EXCERPTED PASSAGE
----------
2013.06.25

Todd May

Friendship in an Age of Economics: Resisting the Forces of Neoliberalism

Todd May, Friendship in an Age of Economics: Resisting the Forces of Neoliberalism, Lexington Books, 2012, 164pp., $60.00 (hbk) ISBN 9780739175811.

Reviewed by Diane Jeske, University of Iowa


Todd May presents friendship as a relationship that has the potential, at least in some of its forms, to undermine what he sees as the dominance of 'neo-liberal' economic, political, and social structures. His primary claim is that 'deep' friendship is a relationship between equals that is characterized by trust and provides meaning (which is not the same as happiness) to our lives. Insofar as neo-liberal institutions are non-egalitarian and have no room for trust, May argues, friendship provides a training ground for solidarity movements with the potential to undermine the dominance of neo-liberalism.

While I am more than sympathetic with May's understanding of friendship as central to the meaning and purpose of our lives, I worry that he too often makes quite sweeping claims of an empirical nature about the effects of current economic and political arrangements on our psyches. Such claims, in order to be persuasive, need far more documentation than the handful of psychological and sociological studies cited by May. But, in any case, I am a philosopher, so I am going to restrict my discussion of his claims to those that are of a philosophical and non-empirical nature.
----------
PARTS OF THE EXERCISE
• a. Can you summarize this book review in two sentences?
• b. Will you reproduce everything in the book review from "Reviewed by Diane" down to "dominance of neo-liberalism."?

DATASET SECTION
----------
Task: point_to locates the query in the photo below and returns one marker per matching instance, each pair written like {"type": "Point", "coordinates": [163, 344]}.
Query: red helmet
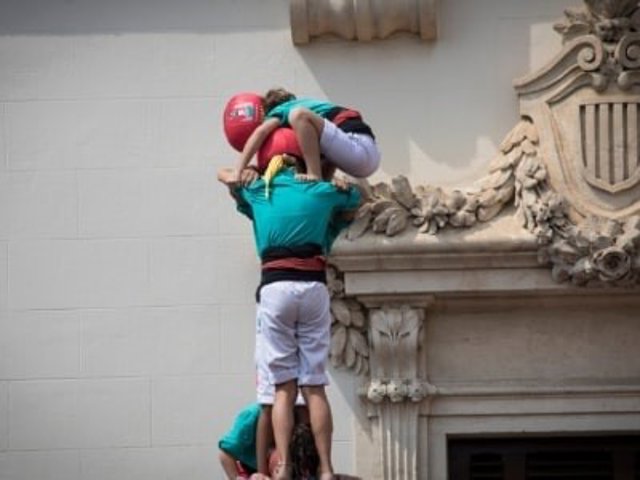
{"type": "Point", "coordinates": [282, 140]}
{"type": "Point", "coordinates": [242, 115]}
----------
FINAL ANSWERS
• a. Todd May presents deep friendship, a relationship between equals marked by trust that gives meaning to our lives, as a training ground for solidarity movements that could undermine the dominance of neo-liberal structures. Diane Jeske sympathizes with this view of friendship but finds May's sweeping empirical claims poorly documented, so the review limits its discussion to his philosophical, non-empirical claims.

• b.
Reviewed by Diane Jeske, University of Iowa


Todd May presents friendship as a relationship that has the potential, at least in some of its forms, to undermine what he sees as the dominance of 'neo-liberal' economic, political, and social structures. His primary claim is that 'deep' friendship is a relationship between equals that is characterized by trust and provides meaning (which is not the same as happiness) to our lives. Insofar as neo-liberal institutions are non-egalitarian and have no room for trust, May argues, friendship provides a training ground for solidarity movements with the potential to undermine the dominance of neo-liberalism.